→ Assigned task
Output the material exactly, line by line.
━━━━━━
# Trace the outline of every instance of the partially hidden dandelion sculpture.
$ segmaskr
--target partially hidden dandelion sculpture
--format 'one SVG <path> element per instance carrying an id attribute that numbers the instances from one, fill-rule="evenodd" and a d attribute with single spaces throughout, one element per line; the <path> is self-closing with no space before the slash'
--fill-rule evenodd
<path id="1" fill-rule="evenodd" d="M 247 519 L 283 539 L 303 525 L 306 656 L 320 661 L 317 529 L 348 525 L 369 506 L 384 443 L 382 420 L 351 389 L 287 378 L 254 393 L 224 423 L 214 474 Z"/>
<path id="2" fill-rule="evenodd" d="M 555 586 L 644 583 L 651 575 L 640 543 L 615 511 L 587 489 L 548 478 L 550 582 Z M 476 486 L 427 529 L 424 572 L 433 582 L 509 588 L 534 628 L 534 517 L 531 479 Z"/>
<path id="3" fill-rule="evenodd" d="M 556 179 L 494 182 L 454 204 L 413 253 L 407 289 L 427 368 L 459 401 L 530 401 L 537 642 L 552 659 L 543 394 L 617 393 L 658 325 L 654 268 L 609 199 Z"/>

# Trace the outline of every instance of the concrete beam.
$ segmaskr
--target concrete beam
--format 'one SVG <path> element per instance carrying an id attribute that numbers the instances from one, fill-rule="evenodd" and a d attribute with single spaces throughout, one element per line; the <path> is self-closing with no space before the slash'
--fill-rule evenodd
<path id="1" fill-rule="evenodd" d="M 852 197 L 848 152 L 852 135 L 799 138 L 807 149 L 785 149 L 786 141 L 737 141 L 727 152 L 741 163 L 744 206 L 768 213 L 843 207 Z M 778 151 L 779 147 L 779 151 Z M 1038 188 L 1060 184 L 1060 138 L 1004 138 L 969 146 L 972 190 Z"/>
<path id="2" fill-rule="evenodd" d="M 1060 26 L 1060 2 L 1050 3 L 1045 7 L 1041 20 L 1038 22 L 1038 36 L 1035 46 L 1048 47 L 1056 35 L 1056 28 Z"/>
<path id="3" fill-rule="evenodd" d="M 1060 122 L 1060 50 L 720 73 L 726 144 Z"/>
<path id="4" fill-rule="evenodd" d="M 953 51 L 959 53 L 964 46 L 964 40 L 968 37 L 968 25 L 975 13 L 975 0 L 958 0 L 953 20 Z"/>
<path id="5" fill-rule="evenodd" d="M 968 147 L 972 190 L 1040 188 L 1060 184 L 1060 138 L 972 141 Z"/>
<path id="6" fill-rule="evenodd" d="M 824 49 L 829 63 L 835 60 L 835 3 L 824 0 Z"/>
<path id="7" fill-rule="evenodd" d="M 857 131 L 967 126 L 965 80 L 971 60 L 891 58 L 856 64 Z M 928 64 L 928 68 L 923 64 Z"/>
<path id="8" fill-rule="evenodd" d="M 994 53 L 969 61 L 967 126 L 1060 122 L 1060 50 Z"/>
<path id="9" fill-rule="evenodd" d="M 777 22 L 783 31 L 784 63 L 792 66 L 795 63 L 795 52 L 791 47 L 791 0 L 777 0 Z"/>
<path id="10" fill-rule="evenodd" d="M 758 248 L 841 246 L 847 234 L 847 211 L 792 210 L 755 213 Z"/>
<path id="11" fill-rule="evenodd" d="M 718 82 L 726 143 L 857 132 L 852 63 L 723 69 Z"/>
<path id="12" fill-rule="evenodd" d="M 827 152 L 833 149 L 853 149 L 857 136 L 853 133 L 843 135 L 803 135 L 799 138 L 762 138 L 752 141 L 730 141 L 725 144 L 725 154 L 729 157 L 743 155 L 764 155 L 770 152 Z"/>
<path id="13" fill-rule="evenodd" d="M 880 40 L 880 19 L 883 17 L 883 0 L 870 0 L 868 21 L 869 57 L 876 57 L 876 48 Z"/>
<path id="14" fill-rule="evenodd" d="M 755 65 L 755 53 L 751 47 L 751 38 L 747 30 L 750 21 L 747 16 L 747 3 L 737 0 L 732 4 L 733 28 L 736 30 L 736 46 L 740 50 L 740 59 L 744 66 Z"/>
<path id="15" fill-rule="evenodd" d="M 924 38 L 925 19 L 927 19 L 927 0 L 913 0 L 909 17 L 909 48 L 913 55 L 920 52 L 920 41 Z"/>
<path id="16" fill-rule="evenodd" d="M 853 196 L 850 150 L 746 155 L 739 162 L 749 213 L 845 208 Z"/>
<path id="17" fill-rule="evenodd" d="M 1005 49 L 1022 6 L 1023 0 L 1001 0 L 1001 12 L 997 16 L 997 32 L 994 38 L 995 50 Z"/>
━━━━━━
→ Solution below
# Trace the outline of every instance of the partially hidden dandelion sculpture.
$ segmaskr
--target partially hidden dandelion sculpture
--format 'one SVG <path> element per instance carrying an id attribute that numbers the instances from one, fill-rule="evenodd" and a d attribute with single spaces throughout, one element per line; the <path> is self-closing with no space before the slash'
--fill-rule evenodd
<path id="1" fill-rule="evenodd" d="M 247 519 L 283 539 L 303 525 L 306 656 L 320 661 L 317 529 L 348 525 L 369 506 L 384 443 L 382 420 L 351 389 L 287 378 L 254 393 L 224 423 L 214 474 Z"/>
<path id="2" fill-rule="evenodd" d="M 555 586 L 644 583 L 651 575 L 640 543 L 615 511 L 587 489 L 548 478 L 550 582 Z M 476 486 L 427 529 L 424 572 L 433 582 L 509 588 L 534 628 L 534 517 L 531 479 Z"/>
<path id="3" fill-rule="evenodd" d="M 556 179 L 494 182 L 454 204 L 413 253 L 407 289 L 427 368 L 459 401 L 530 401 L 537 642 L 552 659 L 543 394 L 617 393 L 658 325 L 654 268 L 609 199 Z"/>

# Trace the outline of every instance of the concrete beam.
$ segmaskr
--target concrete beam
--format 'one SVG <path> element per instance carrying an id attribute that numbers the instances from one, fill-rule="evenodd" and a d attribute with single spaces throughout, one element per line; the <path> is self-closing with no space before the slash'
--fill-rule evenodd
<path id="1" fill-rule="evenodd" d="M 852 197 L 848 152 L 852 135 L 799 138 L 807 149 L 785 149 L 786 141 L 737 141 L 727 152 L 741 163 L 744 206 L 768 213 L 843 207 Z M 778 151 L 779 147 L 779 151 Z M 1038 188 L 1060 184 L 1060 138 L 1004 138 L 969 146 L 972 190 Z"/>
<path id="2" fill-rule="evenodd" d="M 1060 26 L 1060 2 L 1050 3 L 1045 7 L 1041 20 L 1038 22 L 1038 36 L 1035 46 L 1048 47 L 1056 35 L 1056 28 Z"/>
<path id="3" fill-rule="evenodd" d="M 1060 122 L 1060 50 L 720 73 L 726 144 Z"/>
<path id="4" fill-rule="evenodd" d="M 953 51 L 959 53 L 964 46 L 964 40 L 968 37 L 968 25 L 975 13 L 975 0 L 958 0 L 953 20 Z"/>
<path id="5" fill-rule="evenodd" d="M 968 147 L 972 190 L 1040 188 L 1060 184 L 1060 138 L 972 141 Z"/>
<path id="6" fill-rule="evenodd" d="M 824 49 L 829 63 L 835 60 L 835 3 L 824 0 Z"/>
<path id="7" fill-rule="evenodd" d="M 857 131 L 967 126 L 965 80 L 971 60 L 891 58 L 856 64 Z M 928 64 L 928 68 L 923 64 Z"/>
<path id="8" fill-rule="evenodd" d="M 994 53 L 969 61 L 967 126 L 1060 122 L 1060 50 Z"/>
<path id="9" fill-rule="evenodd" d="M 777 22 L 783 31 L 784 63 L 792 66 L 795 63 L 795 52 L 791 47 L 791 0 L 777 0 Z"/>
<path id="10" fill-rule="evenodd" d="M 758 248 L 841 246 L 847 234 L 847 211 L 792 210 L 755 213 Z"/>
<path id="11" fill-rule="evenodd" d="M 718 82 L 726 143 L 857 132 L 852 63 L 723 69 Z"/>
<path id="12" fill-rule="evenodd" d="M 827 152 L 833 149 L 853 149 L 857 136 L 853 133 L 843 135 L 803 135 L 799 138 L 762 138 L 752 141 L 730 141 L 725 144 L 725 154 L 729 157 L 743 155 L 764 155 L 770 152 Z"/>
<path id="13" fill-rule="evenodd" d="M 880 40 L 880 19 L 883 17 L 883 0 L 870 0 L 868 21 L 869 57 L 876 57 L 876 48 Z"/>
<path id="14" fill-rule="evenodd" d="M 755 65 L 755 53 L 751 47 L 751 38 L 747 30 L 750 21 L 747 16 L 747 3 L 737 0 L 732 4 L 733 28 L 736 30 L 736 46 L 740 50 L 740 59 L 744 66 Z"/>
<path id="15" fill-rule="evenodd" d="M 924 38 L 925 19 L 927 19 L 927 0 L 913 0 L 909 17 L 909 48 L 913 55 L 920 52 L 920 41 Z"/>
<path id="16" fill-rule="evenodd" d="M 853 196 L 850 150 L 746 155 L 739 162 L 749 213 L 845 208 Z"/>
<path id="17" fill-rule="evenodd" d="M 1005 49 L 1022 6 L 1023 0 L 1001 0 L 1001 12 L 997 16 L 997 32 L 994 38 L 995 50 Z"/>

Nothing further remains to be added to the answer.